Exercise details => Restate every record exactly, with nothing skipped.

____________

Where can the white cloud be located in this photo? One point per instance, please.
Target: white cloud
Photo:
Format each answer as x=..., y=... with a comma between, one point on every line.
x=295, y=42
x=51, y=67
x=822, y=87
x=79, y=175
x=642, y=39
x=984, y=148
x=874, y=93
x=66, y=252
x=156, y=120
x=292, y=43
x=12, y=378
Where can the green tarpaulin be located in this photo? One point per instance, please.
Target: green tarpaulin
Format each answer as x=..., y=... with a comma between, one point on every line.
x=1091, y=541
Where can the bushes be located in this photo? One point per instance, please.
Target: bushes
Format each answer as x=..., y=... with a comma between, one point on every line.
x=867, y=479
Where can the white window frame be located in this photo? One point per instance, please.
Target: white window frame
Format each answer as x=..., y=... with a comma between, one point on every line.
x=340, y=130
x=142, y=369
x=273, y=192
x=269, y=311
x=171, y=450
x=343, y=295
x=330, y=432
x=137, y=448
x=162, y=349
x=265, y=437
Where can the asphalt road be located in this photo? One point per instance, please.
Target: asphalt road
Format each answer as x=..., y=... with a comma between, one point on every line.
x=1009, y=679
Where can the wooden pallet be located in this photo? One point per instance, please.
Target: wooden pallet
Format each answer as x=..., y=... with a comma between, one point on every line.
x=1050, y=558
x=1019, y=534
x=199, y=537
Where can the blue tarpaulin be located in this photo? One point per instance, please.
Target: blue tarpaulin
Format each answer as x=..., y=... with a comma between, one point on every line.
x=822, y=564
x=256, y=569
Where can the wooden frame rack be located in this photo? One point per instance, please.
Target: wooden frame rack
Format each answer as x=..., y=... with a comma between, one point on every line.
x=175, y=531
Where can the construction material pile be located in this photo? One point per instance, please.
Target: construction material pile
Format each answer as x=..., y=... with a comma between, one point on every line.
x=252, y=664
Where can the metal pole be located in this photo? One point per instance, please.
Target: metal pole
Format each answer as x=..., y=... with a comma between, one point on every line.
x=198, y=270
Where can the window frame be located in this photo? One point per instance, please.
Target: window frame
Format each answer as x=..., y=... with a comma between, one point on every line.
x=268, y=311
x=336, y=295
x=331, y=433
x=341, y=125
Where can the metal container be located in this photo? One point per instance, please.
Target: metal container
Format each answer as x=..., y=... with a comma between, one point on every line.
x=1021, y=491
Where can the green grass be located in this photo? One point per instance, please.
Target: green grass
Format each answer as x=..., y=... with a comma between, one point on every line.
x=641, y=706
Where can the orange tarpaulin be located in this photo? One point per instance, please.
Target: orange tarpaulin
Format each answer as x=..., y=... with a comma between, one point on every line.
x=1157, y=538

____________

Response to this task =>
Where can the white cloud be located in this photo? One point per instance, please.
Target: white cloud
Photo:
Format each answer as x=..., y=... with a comma between, one point on every line.
x=295, y=42
x=51, y=67
x=822, y=87
x=79, y=175
x=642, y=39
x=984, y=148
x=874, y=93
x=66, y=252
x=156, y=120
x=292, y=43
x=12, y=378
Where can the green tarpaulin be located in this photo? One point per instance, please.
Target: green tarpaulin
Format each answer as x=..., y=... with a comma between, one point on every line.
x=1091, y=541
Where can the bushes be located in this photo? One point per instance, please.
Target: bushes
Format each answer as x=..., y=... with a comma between, one point on every line.
x=867, y=479
Where can the white window frame be located in this photo? One point per instance, please.
Target: white window frame
Format each answer as x=..., y=... with a comma between, one point on every line.
x=340, y=130
x=142, y=369
x=273, y=192
x=269, y=311
x=171, y=450
x=343, y=295
x=330, y=432
x=137, y=448
x=162, y=349
x=265, y=437
Where can the asphalt road be located in this photo? One point per instance, please.
Target: asphalt road
Format each answer as x=..., y=... with a comma between, one point on every line.
x=1009, y=679
Where can the wooden pallet be located in this photo? One point per instance, please.
Target: wooden pallet
Format each answer as x=..., y=... with a comma between, one point on every line.
x=1050, y=558
x=1019, y=534
x=199, y=537
Where can the blue tarpaulin be located in this photo? One point per instance, please.
Target: blue tarpaulin
Format each answer as x=..., y=... with a comma between, one point on every line.
x=822, y=564
x=256, y=569
Where can the wooden frame rack be located in this photo? One point per instance, please.
Target: wooden frame rack
Format each answer as x=..., y=... with a comma between, one point on every line.
x=175, y=531
Where can the construction material pile be located in this photo? One point per instance, please.
Target: construction material pile
Format each answer as x=..., y=... with a comma between, one point on every line.
x=252, y=664
Where can the metal pole be located in this photo? One point per instance, please.
Target: metal pole
Format each answer as x=..., y=... with a comma between, one point on every line.
x=198, y=270
Where can the window frame be located in this photo? One point per instance, please.
Target: window frame
Format each answer as x=..., y=... with a comma between, one point on every line.
x=268, y=311
x=336, y=295
x=331, y=433
x=341, y=125
Where can the metal container be located in this photo? One point per instance, please.
Target: metal container
Format each answer as x=..., y=... with a comma between, one point on every line.
x=1021, y=491
Where can the green grass be located in this photo? One point per instance, please.
Target: green grass
Format each answer as x=..., y=... with a comma between, one point on every line.
x=641, y=706
Where can the orange tarpaulin be located in this photo? One point per instance, please.
Target: orange tarpaulin
Format each answer as x=..., y=... with a comma between, one point on every line.
x=1157, y=538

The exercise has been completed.